**YOUR INSTRUCTIONS:** Once you find the line that contains "Please locate the light" in the entries below, give it again along with every following line, unchanged, through the final one.

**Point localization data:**
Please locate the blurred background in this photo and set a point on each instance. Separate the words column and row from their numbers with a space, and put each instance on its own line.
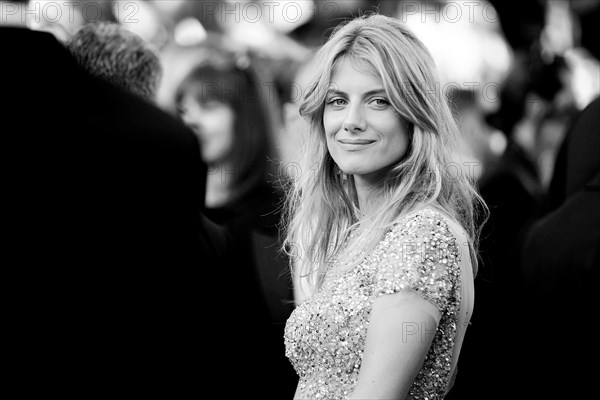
column 514, row 72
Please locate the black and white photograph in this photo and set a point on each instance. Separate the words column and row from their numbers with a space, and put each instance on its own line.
column 300, row 199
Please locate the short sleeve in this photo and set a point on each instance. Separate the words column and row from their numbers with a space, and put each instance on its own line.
column 420, row 253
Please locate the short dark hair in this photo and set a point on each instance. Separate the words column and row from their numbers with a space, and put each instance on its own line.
column 113, row 53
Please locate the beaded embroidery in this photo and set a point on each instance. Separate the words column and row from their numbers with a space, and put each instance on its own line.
column 325, row 335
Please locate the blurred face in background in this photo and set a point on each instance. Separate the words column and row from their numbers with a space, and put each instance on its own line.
column 213, row 122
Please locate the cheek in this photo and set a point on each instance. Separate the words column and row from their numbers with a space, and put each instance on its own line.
column 331, row 124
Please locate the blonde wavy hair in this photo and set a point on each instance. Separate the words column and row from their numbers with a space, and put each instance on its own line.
column 321, row 207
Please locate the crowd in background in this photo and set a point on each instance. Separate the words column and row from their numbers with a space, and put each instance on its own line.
column 522, row 79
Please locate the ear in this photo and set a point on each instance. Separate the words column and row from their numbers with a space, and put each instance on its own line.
column 290, row 113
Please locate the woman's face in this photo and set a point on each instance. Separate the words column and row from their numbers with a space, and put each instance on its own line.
column 213, row 123
column 365, row 135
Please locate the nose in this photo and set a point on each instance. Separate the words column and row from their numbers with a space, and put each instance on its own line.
column 354, row 120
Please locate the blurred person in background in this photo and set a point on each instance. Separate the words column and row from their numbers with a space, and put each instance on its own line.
column 221, row 100
column 560, row 255
column 113, row 53
column 107, row 243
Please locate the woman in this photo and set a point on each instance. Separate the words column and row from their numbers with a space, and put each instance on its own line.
column 384, row 225
column 222, row 102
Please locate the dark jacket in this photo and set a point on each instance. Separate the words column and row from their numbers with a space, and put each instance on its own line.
column 108, row 248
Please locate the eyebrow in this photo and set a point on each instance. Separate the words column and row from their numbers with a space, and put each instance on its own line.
column 334, row 92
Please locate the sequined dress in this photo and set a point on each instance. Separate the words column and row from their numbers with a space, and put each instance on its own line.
column 325, row 335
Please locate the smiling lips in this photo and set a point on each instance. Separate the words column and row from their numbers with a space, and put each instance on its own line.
column 356, row 141
column 354, row 144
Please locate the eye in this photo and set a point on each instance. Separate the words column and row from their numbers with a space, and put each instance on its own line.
column 381, row 102
column 181, row 110
column 337, row 102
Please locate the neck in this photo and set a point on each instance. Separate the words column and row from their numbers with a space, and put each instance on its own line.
column 13, row 14
column 218, row 185
column 364, row 190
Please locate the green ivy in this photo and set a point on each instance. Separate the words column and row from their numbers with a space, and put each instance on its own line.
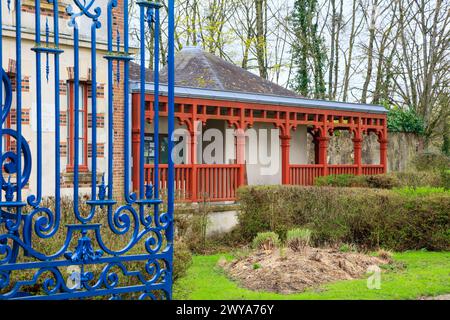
column 408, row 120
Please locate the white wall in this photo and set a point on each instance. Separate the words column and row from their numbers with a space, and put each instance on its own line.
column 29, row 98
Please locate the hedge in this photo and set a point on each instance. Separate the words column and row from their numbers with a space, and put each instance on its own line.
column 414, row 179
column 369, row 218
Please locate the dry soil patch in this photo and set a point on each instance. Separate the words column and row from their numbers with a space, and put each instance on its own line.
column 289, row 272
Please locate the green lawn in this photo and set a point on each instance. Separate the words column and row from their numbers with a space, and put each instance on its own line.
column 423, row 274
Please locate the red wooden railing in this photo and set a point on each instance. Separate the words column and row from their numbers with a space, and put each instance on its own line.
column 304, row 174
column 373, row 169
column 214, row 182
column 220, row 182
column 217, row 182
column 342, row 169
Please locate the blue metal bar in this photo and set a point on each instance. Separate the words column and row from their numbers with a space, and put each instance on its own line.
column 171, row 124
column 142, row 103
column 57, row 117
column 129, row 197
column 35, row 200
column 111, row 5
column 94, row 110
column 18, row 111
column 76, row 141
column 156, row 107
column 1, row 96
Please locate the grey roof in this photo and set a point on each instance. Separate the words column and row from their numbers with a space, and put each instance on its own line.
column 135, row 73
column 186, row 92
column 199, row 74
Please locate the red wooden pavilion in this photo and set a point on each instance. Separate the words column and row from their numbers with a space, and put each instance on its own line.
column 209, row 88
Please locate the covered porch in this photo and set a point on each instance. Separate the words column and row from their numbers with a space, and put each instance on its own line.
column 293, row 118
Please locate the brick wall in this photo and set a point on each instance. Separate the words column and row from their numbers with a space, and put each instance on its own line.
column 118, row 118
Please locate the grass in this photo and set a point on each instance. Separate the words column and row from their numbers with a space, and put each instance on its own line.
column 424, row 274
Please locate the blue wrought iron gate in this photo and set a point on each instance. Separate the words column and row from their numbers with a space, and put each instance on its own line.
column 101, row 246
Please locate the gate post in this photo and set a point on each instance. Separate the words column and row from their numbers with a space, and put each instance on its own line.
column 357, row 147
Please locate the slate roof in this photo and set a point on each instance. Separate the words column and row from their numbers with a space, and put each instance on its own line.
column 135, row 73
column 199, row 74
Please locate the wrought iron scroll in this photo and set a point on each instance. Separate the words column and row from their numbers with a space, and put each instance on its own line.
column 49, row 250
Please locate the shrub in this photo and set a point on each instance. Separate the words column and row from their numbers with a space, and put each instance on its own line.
column 266, row 241
column 182, row 259
column 417, row 179
column 384, row 254
column 429, row 161
column 381, row 181
column 421, row 191
column 298, row 239
column 342, row 180
column 400, row 120
column 345, row 248
column 369, row 218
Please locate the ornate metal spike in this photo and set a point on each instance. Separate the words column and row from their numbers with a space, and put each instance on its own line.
column 118, row 62
column 149, row 191
column 47, row 36
column 9, row 195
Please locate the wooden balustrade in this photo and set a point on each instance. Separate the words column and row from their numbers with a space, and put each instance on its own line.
column 214, row 182
column 305, row 174
column 220, row 182
column 372, row 169
column 342, row 169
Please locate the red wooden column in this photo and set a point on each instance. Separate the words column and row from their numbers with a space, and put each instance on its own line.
column 357, row 149
column 323, row 148
column 136, row 140
column 240, row 152
column 383, row 153
column 285, row 155
column 193, row 130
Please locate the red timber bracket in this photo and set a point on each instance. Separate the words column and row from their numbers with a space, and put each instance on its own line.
column 190, row 121
column 285, row 126
column 383, row 141
column 240, row 126
column 357, row 146
column 320, row 135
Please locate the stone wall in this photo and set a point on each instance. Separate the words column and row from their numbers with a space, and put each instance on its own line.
column 402, row 147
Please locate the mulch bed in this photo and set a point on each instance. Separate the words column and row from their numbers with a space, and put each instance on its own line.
column 290, row 272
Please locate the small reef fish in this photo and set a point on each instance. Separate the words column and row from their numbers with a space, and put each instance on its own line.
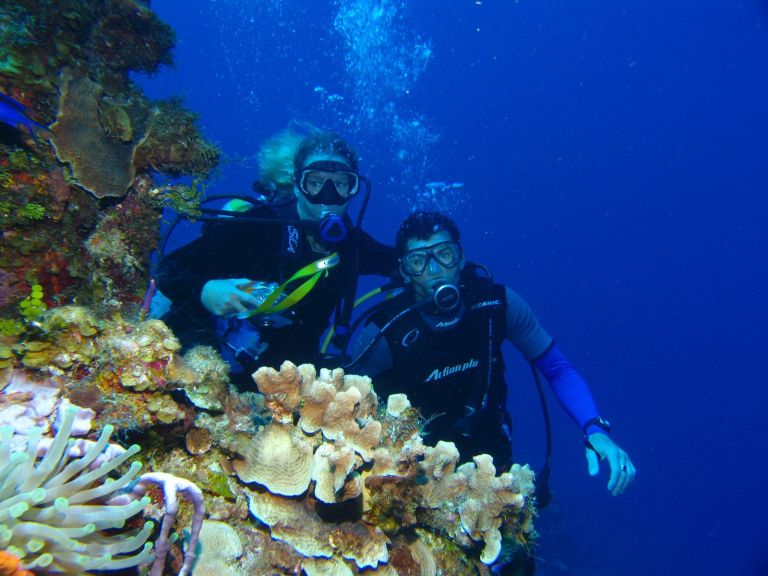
column 14, row 114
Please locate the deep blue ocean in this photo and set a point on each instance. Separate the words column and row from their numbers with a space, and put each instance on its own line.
column 610, row 162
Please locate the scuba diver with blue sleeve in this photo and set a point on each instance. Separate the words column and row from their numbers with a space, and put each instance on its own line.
column 261, row 284
column 439, row 342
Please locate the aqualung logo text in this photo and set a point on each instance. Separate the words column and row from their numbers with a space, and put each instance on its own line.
column 437, row 374
column 485, row 304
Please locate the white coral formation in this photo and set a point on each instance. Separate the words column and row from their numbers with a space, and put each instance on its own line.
column 336, row 433
column 327, row 443
column 54, row 509
column 488, row 497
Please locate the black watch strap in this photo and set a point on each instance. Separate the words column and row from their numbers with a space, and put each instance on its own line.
column 598, row 421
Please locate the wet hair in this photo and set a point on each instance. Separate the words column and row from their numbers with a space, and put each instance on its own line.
column 424, row 225
column 326, row 143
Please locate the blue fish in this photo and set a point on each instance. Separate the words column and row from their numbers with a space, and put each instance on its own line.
column 14, row 114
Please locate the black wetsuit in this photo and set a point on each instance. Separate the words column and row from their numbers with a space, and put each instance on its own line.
column 452, row 369
column 266, row 252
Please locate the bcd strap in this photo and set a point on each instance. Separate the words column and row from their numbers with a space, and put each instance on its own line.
column 312, row 272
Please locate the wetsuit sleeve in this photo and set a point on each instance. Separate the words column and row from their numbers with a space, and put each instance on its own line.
column 526, row 333
column 523, row 328
column 369, row 360
column 225, row 250
column 377, row 258
column 570, row 388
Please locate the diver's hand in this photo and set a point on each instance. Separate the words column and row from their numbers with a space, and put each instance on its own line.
column 222, row 297
column 622, row 470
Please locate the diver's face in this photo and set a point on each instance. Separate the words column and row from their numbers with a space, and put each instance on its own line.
column 434, row 272
column 309, row 210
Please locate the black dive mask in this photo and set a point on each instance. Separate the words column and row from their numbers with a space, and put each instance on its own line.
column 328, row 182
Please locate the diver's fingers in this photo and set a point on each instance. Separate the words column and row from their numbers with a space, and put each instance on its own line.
column 626, row 474
column 234, row 303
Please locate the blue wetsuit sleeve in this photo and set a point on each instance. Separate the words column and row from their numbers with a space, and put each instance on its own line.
column 570, row 388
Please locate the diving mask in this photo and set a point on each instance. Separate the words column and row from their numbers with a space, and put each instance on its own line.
column 415, row 262
column 328, row 182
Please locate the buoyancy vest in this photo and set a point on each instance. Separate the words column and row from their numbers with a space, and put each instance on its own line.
column 452, row 369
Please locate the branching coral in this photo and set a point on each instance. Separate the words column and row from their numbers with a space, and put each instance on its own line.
column 54, row 510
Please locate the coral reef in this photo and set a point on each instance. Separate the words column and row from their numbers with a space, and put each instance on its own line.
column 77, row 201
column 100, row 163
column 326, row 446
column 311, row 474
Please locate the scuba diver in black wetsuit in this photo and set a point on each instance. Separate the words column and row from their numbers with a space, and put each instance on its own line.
column 439, row 342
column 262, row 284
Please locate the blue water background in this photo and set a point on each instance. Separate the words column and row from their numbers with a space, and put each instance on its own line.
column 614, row 157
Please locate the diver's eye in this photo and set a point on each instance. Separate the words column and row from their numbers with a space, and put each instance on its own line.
column 444, row 254
column 342, row 184
column 314, row 184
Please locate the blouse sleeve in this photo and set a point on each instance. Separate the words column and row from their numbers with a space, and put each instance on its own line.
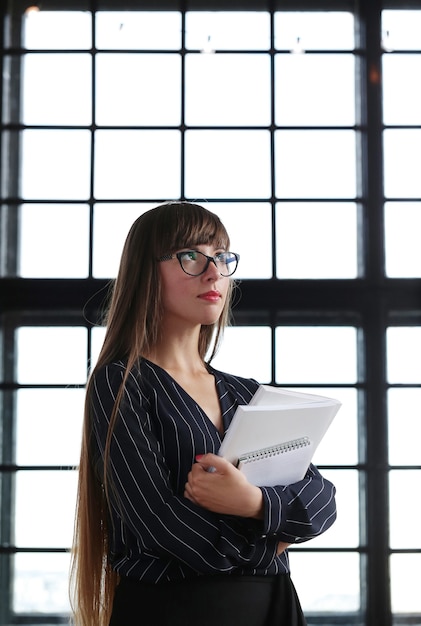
column 162, row 521
column 301, row 511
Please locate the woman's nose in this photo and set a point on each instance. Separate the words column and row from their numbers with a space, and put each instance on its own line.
column 212, row 271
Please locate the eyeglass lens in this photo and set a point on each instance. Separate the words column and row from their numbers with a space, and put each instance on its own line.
column 194, row 262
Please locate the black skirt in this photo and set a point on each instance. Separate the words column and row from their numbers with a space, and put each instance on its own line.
column 208, row 601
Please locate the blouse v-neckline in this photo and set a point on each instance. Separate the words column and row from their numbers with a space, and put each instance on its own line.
column 220, row 390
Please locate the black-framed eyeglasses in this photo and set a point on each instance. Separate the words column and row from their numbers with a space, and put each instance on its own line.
column 195, row 263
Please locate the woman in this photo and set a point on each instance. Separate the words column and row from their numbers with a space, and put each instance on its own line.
column 159, row 539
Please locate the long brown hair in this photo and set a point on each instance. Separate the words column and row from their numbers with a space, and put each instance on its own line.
column 133, row 325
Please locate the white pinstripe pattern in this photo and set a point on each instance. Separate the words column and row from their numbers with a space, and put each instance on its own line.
column 157, row 533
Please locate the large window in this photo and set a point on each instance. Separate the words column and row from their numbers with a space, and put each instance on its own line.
column 301, row 129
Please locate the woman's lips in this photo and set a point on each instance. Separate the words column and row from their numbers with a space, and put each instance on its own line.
column 210, row 296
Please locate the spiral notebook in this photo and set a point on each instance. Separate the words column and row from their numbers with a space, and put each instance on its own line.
column 273, row 439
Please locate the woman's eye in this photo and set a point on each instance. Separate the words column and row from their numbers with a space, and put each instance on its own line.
column 191, row 255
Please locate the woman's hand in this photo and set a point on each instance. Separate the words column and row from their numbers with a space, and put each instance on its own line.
column 215, row 484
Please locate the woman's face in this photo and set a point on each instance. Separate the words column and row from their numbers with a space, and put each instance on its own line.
column 192, row 300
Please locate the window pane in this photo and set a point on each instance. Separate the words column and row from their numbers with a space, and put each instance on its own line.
column 340, row 444
column 402, row 229
column 122, row 101
column 403, row 418
column 56, row 164
column 403, row 355
column 45, row 505
column 54, row 241
column 245, row 351
column 59, row 413
column 402, row 153
column 404, row 507
column 40, row 583
column 304, row 78
column 51, row 355
column 227, row 30
column 227, row 90
column 112, row 223
column 133, row 164
column 57, row 89
column 345, row 531
column 319, row 164
column 61, row 30
column 402, row 29
column 137, row 30
column 318, row 30
column 98, row 335
column 327, row 591
column 401, row 93
column 316, row 240
column 227, row 164
column 254, row 245
column 404, row 569
column 316, row 354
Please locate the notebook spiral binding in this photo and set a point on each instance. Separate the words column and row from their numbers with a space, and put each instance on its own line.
column 281, row 448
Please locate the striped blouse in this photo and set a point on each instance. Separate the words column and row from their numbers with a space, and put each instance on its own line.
column 158, row 534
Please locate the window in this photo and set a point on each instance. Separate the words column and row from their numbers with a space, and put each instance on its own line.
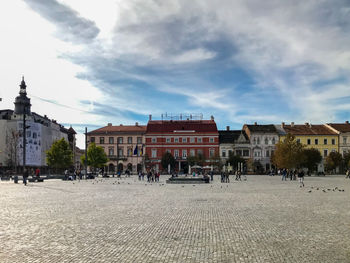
column 130, row 151
column 110, row 151
column 211, row 153
column 154, row 153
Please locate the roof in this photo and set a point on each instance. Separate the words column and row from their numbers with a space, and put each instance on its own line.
column 207, row 126
column 341, row 127
column 231, row 136
column 308, row 129
column 120, row 128
column 263, row 128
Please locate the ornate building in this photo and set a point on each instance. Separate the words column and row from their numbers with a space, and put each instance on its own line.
column 41, row 132
column 123, row 144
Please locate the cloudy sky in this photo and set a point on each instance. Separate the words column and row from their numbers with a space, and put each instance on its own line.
column 90, row 62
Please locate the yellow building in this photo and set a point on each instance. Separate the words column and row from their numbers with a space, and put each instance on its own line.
column 316, row 136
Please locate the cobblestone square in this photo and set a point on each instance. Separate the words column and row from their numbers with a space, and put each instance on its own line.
column 262, row 219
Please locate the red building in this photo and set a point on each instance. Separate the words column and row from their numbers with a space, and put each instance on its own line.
column 181, row 138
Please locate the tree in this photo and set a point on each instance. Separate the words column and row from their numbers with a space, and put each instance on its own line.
column 288, row 153
column 167, row 159
column 312, row 157
column 60, row 155
column 234, row 160
column 96, row 157
column 333, row 160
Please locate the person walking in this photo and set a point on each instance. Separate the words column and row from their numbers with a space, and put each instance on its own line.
column 301, row 177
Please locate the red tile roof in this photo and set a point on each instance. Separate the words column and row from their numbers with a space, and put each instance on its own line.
column 202, row 126
column 120, row 128
column 308, row 129
column 341, row 127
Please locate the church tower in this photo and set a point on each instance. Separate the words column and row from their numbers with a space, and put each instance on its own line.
column 22, row 102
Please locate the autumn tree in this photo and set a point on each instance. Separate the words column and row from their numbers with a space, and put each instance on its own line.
column 288, row 153
column 333, row 160
column 96, row 157
column 60, row 155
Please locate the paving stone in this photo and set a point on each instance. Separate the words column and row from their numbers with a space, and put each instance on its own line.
column 259, row 220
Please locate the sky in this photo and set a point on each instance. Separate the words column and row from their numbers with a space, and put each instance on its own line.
column 87, row 63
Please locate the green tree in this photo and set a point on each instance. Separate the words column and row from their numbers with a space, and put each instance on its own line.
column 333, row 160
column 288, row 153
column 312, row 157
column 60, row 155
column 96, row 157
column 167, row 159
column 233, row 160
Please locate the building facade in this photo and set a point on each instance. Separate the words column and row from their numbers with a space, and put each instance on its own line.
column 41, row 132
column 343, row 131
column 235, row 142
column 123, row 144
column 317, row 136
column 181, row 138
column 263, row 139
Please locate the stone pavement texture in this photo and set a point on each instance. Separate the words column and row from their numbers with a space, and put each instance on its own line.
column 259, row 220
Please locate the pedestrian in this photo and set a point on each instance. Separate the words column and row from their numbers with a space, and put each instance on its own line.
column 301, row 177
column 25, row 176
column 284, row 174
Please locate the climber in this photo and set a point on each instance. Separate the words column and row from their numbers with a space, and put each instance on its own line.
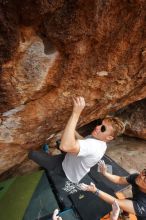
column 135, row 205
column 81, row 153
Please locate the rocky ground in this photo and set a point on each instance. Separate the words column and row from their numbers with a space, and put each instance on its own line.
column 129, row 153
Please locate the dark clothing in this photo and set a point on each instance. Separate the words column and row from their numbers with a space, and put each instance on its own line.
column 139, row 198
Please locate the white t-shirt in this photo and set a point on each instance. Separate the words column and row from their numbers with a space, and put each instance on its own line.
column 77, row 166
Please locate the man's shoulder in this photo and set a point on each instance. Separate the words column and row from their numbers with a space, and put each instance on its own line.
column 131, row 178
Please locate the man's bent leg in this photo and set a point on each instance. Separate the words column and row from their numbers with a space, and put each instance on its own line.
column 46, row 161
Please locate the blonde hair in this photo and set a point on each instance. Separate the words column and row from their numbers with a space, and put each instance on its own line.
column 117, row 124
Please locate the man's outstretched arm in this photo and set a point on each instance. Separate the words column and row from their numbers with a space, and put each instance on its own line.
column 68, row 141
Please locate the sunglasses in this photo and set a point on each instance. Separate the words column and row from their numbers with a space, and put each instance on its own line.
column 99, row 122
column 143, row 172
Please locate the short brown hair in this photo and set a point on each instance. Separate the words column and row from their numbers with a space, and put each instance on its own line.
column 117, row 124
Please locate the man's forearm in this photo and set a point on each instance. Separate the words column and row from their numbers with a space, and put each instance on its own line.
column 78, row 136
column 115, row 179
column 106, row 197
column 68, row 138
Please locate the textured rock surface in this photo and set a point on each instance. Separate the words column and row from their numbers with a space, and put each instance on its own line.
column 54, row 50
column 134, row 117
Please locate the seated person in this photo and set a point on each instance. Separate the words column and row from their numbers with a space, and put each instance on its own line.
column 114, row 215
column 81, row 154
column 135, row 205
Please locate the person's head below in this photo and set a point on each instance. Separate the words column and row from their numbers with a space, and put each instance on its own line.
column 141, row 180
column 108, row 128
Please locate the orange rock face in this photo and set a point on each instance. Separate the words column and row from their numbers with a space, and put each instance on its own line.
column 134, row 117
column 51, row 52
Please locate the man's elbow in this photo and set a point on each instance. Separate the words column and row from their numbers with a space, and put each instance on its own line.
column 62, row 148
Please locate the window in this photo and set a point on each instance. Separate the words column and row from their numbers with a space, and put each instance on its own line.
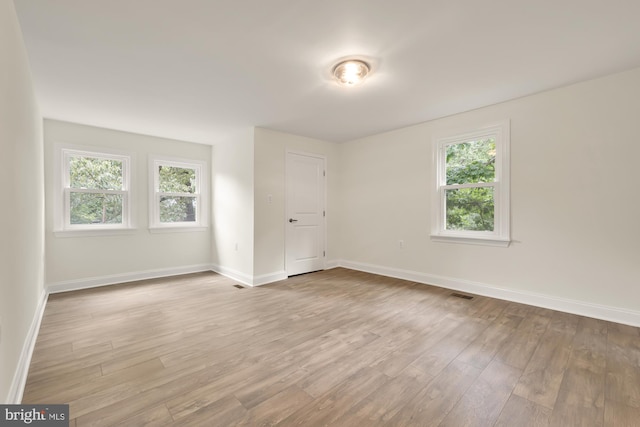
column 472, row 187
column 94, row 191
column 178, row 196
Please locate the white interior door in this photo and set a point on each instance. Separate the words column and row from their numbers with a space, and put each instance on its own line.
column 305, row 220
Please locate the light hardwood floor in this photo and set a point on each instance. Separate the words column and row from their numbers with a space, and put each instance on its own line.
column 337, row 347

**ANSWER SPACE:**
Please locate the light hardwood floor in this photo and set a point on each instance. Separate the words column and row from their numbers with a space, and put each instance on its own line.
column 337, row 347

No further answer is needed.